_Supplied information_
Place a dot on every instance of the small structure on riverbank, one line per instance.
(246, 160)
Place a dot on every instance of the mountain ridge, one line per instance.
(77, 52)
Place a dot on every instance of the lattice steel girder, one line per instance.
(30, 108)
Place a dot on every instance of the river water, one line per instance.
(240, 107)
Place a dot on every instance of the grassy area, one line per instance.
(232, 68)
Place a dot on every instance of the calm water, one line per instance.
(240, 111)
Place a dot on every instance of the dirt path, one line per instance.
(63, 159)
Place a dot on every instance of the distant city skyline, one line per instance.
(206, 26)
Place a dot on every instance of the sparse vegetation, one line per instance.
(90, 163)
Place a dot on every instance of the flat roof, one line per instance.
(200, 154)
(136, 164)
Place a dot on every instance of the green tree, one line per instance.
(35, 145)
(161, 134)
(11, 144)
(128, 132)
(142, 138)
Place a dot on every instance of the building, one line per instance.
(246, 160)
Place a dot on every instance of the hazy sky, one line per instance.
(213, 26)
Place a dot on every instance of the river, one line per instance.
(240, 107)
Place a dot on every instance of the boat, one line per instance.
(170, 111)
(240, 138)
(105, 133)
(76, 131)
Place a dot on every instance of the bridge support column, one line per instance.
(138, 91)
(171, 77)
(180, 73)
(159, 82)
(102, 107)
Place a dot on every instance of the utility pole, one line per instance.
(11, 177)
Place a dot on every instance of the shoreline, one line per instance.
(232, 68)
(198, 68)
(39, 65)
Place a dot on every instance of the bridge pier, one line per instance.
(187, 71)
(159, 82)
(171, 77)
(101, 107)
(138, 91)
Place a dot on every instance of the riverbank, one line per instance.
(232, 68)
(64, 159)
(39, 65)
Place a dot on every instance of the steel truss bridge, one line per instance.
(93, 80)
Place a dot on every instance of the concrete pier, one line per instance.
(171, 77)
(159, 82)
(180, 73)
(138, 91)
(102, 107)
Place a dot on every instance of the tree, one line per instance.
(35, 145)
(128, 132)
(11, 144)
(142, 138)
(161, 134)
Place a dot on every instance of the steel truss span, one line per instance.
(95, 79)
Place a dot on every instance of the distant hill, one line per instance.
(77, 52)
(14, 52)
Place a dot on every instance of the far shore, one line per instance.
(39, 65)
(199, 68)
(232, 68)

_Exercise brief_
Write out the full listing exactly as given.

_Exercise output_
Place a dot on every instance of the small structure on riverbank, one line per instance.
(246, 160)
Place a dot on every instance of the mountain ridge, one line per instance.
(77, 52)
Place a dot on every instance of the lattice steel girder, one line per instance.
(30, 108)
Place a dot on every instance of the river water, one line per instance.
(240, 107)
Place a dot on every instance of the grassy area, one line per instance.
(232, 68)
Place a dot on every instance of the calm water, one line per instance.
(240, 111)
Place a dot on every instance of the dirt path, one line per instance.
(63, 159)
Place a dot on every instance of the distant city skyline, one line per instance.
(206, 26)
Place a dot on every instance of the sparse vegetation, one line per instance.
(90, 163)
Place a dot on every instance of the flat roof, one line per instance.
(200, 154)
(136, 164)
Place a dot on every instance of the green tree, one line per instance.
(35, 145)
(161, 134)
(11, 144)
(128, 132)
(142, 138)
Place a dot on every instance of the building, one line per instance.
(246, 160)
Place a dot on every instance of the hazy sky, one line per instance.
(213, 26)
Place a dot on every instance of the river, one line per instance.
(240, 107)
Place a dot on every instance of the boat, one line per instance.
(170, 111)
(240, 138)
(105, 133)
(76, 131)
Place a dot on every instance of the bridge support column, one line per instance.
(138, 91)
(171, 77)
(180, 73)
(159, 82)
(102, 107)
Place a dot on every instance of the utility pole, one line per instance.
(11, 177)
Place a dot on every instance of the shoreline, one line per instance.
(232, 68)
(198, 68)
(39, 65)
Place a dot on every instance of the bridge pier, one line per instance.
(187, 71)
(159, 82)
(171, 77)
(101, 107)
(138, 91)
Place a dot on every instance of the riverbank, one line per instance.
(232, 68)
(64, 159)
(39, 65)
Place a dot on every instance of the steel truss bridge, one line per instance.
(93, 80)
Place a dot on every instance of the concrete pier, one line per instance.
(171, 77)
(159, 82)
(180, 73)
(138, 91)
(102, 107)
Place a dot on every instance of the tree, one line per instance.
(35, 145)
(128, 132)
(11, 144)
(142, 138)
(161, 134)
Place a dot on every instance of the steel truss span, one line per instance.
(95, 79)
Place a dot on every instance of the distant hill, one line per instance.
(77, 52)
(14, 52)
Place a dot on every instance of the far shore, one line per instance.
(39, 65)
(199, 68)
(232, 68)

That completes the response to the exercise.